Two availability-based PPP concessions for the Milan Metro are nearing close on debt financings with tenors of up to 21 years. The financing for Line Five will feature a rare project bond tranche, made possible by new legislation and the deal's minimal exposure to construction risk.
Expo Milano, which the Municipality of Milan will host in May 2015, is leading to increased investment in transportation infrastructure that reduces congestion. The Tangenziale Est Esterna Milano toll road in the neighbouring Lombardy region is another project designed to deal with Expo-associated visitors.
With the Expo approaching, the sponsors of the Milan Metro Four and Milan Metro Five Extension PPPs faced a 31 December 2014 deadline to sign concession agreements. Both narrowly beat the deadline, and thus avoided losing substantial state grants.
Grantor as controlling shareholder
The €1.86 billion ($2.1 billion) Milan Metro Line Four PPP managed to sign concession documents - though these are dependent on the signing of a loan agreement - on 22 December, and financial close should take place this quarter. A group of banks will provide debt with a tenor of 20 years, though cash sweeps should lead to it being paid down 3.5 years before maturity.
Construction began in 2013, but is scheduled to last until 2022 – 24 years before the end of the line's design-build-finance-maintain-operate (DBFMO) concession. The 14.5km Line Four will be the first driver-less metro in Italy, and will use communication-based train control systems in its 47 vehicles.
The Municipality of Milan is project grantor and owns a controlling 66.6% stake in the project company. This dual role is rare in Italy, and made negotiations more complicated. The government had to approve every aspect of the concession, but has more than one decision-maker. One banker involved in the project described negotiations as “slow and fragmented.”
The municipality’s dual role involved complex new governance and accountancy principles, which could be seen as a pathfinder for Italy, noted Marco Cerritelli, partner at CBA Studio Legale e Tributario in Rome.
“Among the innovative governance tools introduced I would mention the mandato gestorio, considered positively for the bankability,” Cerritelli said. “This is a delegation of rights conferring to the private partners (contractors and minority shareholders of the concessionaire) power and authority to manage as reserved discretions certain matters connected with the relationship with the grantor.”
The Municipality of Milan is one of the most creditworthy authorities in Italy - almost as strong as the sovereign – and is providing €160 million of the concession's €240 million in equity. The private shareholders, which include Astaldi (9.67%) and Impregilo (9.67%), are contributing equity and a €126 million subordinated loan. State-owned Cassa Depositi e Prestiti (CDP) is lending €217.5 million, and raised the funding for this loan from the European Investment Bank.
BNP Paribas, Crédit Agricole and Natixis are lending €135 million, whilst Italy’s Banca IMI, UniCredit and MPS Capital Services are providing €82.5 million, which CDP is funding. The state has approved €871 million in upfront public grants.
Introducing an institutional tranche
Whilst the greenfield Metro Line Four obtained a lengthy tenor from banks, the Metro Line Five Extension PPP could feature a rare project bond for an Italian infrastructure asset. The debt for the Line Five Extension is expected to close later this month.
The sponsor group for the extension is the same that holds the concession for the first part of Line Five, whose financing closed in 2007. The December 2014 signing of the concession agreement triggered a merger of the project companies for the original 12.6km Line Five and the 6km extension.

**COLLECTED MATERIAL**
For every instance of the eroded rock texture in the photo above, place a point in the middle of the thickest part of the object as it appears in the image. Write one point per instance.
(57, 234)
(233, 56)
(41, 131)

**TO BE DONE**
1. Summarize the text on the Milan Metro PPP financings in two sentences.
2. Answer these questions from the text on the Milan Metro PPP financings, one per line:
(a) What percentage stake does the Municipality of Milan own in the Line Four project company?
(b) How long is Line Four?
(c) In what year did the financing for the first part of Line Five close?

**SOLUTIONS BELOW**
1. Two availability-based PPP concessions for the Milan Metro, Line Four and the Line Five Extension, narrowly beat a 31 December 2014 deadline to sign concession agreements and are nearing close on debt financings with tenors of up to 21 years. Line Four, where the Municipality of Milan is both grantor and controlling shareholder, will receive bank debt with a 20-year tenor, while the Line Five Extension could feature a rare project bond tranche.

2.
(a) 66.6%
(b) 14.5km
(c) 2007